- **Document extract**:
#####

When dealing with significant amounts of data, the way you store it can make the difference between success and failure. In this post, we’re going to take a look at a file format that may not be the most popular, but is definitely worth considering – Parquet. We’ll explain what problems it solves and how it works, without sparing us the key technical terms. Beyond that, though, the goal is to convey the importance of choosing the right file format for each use case.
Apache Parquet is defined as a columnar file format. It was created in 2013 in an effort between Twitter and Cloudera engineers to address the limitations they were encountering when dealing with large amounts of bulk data. In 2015, Apache Foundation announced Parquet as one of its top-level projects.
The definition of Parquet introduces two concepts: ‘file format’ and ‘columnar’. What do they mean exactly?
File format
A file format is nothing more than a specification that defines the structure and organization of the information contained in a file. These formats determine how data is stored, what type of data it can contain and how it can be accessed and manipulated. Formats vary according to the type of data and purpose. For example, there are TXT or DOCX for text, JPEG or PNG for images, MP3 or WAV for audio, and MP4 or AVI for video.
On the data side, the most common formats are CSV, JSON and XML, although there are lesser-known formats such as Avro, Protocol Buffers and, of course, Parquet. The file extension determines the format, being “.parquet” for Parquet. So far nothing unusual, right? Now let’s see what the “columnar” part implies.
Columnar
When storing data, there are two main approaches: by rows or by columns. In the row method, values in the same row are stored together, while in the columnar approach, values in the same column are grouped together. The following image illustrates these two methods:
To grasp the implications of this, it is essential to understand the inner workings of a disk. Data is stored in blocks on the disk, being this the minimum unit that can be read. That is, to access a specific value, it is necessary to read the entire block. The idea is to organize the data on disk in such a way as to minimize the amount of unnecessary data read. Depending on the type of read, it may be more efficient to store data by rows or by columns.
For analytical operations on large datasets, the columnar approach is more efficient. For example, if we have a table with millions of rows and we want to sum up all the values in a column, if the data is stored by rows, a lot of unnecessary data will be read, since one block of the disk will contain the values of the other columns. However, if the table is organized by columns, the number of blocks to be read will be considerably less.

#####

(Data listing)
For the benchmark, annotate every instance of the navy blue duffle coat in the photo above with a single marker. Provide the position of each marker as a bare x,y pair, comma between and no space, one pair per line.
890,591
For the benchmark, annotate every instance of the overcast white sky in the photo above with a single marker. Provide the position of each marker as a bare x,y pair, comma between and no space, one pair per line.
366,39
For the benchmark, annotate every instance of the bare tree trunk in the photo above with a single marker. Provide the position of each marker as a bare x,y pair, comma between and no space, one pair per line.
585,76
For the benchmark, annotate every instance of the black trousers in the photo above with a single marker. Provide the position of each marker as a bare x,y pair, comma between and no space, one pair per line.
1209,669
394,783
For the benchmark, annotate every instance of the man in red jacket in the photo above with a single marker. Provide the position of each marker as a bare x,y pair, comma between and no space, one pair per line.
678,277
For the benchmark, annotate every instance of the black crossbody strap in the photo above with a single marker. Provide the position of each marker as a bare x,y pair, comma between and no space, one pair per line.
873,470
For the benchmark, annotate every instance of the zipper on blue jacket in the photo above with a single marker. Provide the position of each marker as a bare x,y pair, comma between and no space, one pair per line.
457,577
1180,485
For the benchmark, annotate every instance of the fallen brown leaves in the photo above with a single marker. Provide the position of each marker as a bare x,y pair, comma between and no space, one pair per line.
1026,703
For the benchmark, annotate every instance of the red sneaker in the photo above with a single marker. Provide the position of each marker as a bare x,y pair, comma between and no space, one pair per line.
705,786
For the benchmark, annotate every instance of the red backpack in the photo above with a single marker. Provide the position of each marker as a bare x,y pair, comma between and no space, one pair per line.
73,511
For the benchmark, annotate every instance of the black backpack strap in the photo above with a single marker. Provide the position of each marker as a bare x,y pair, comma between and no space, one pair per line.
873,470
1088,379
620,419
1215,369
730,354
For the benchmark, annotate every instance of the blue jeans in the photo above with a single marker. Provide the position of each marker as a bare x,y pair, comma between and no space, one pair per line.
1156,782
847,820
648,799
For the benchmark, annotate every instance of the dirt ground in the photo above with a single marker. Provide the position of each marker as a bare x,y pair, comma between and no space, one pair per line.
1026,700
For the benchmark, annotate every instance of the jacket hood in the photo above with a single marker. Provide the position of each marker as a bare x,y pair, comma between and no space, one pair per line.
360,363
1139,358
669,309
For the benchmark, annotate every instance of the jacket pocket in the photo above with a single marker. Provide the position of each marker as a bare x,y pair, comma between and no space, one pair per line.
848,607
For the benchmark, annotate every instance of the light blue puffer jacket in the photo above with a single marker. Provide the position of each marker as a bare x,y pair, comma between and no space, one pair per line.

#####

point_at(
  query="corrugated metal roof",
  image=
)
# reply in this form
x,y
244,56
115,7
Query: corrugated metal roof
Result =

#####

- **Work instructions**:
a: Answer these questions from the Parquet article:
(i) In what year was Parquet created, and engineers from which two companies built it?
(ii) What file extension does the Parquet format use?
(iii) According to the article, what is the smallest unit of data that can be read from a disk?
b: From the Parquet article, quote everything from "When dealing with significant" down to "they mean exactly?" word for word.

- **Answer set**:
a:
(i) 2013, by engineers from Twitter and Cloudera.
(ii) ".parquet"
(iii) A block.

b:
When dealing with significant amounts of data, the way you store it can make the difference between success and failure. In this post, we’re going to take a look at a file format that may not be the most popular, but is definitely worth considering – Parquet. We’ll explain what problems it solves and how it works, without sparing us the key technical terms. Beyond that, though, the goal is to convey the importance of choosing the right file format for each use case.
Apache Parquet is defined as a columnar file format. It was created in 2013 in an effort between Twitter and Cloudera engineers to address the limitations they were encountering when dealing with large amounts of bulk data. In 2015, Apache Foundation announced Parquet as one of its top-level projects.
The definition of Parquet introduces two concepts: ‘file format’ and ‘columnar’. What do they mean exactly?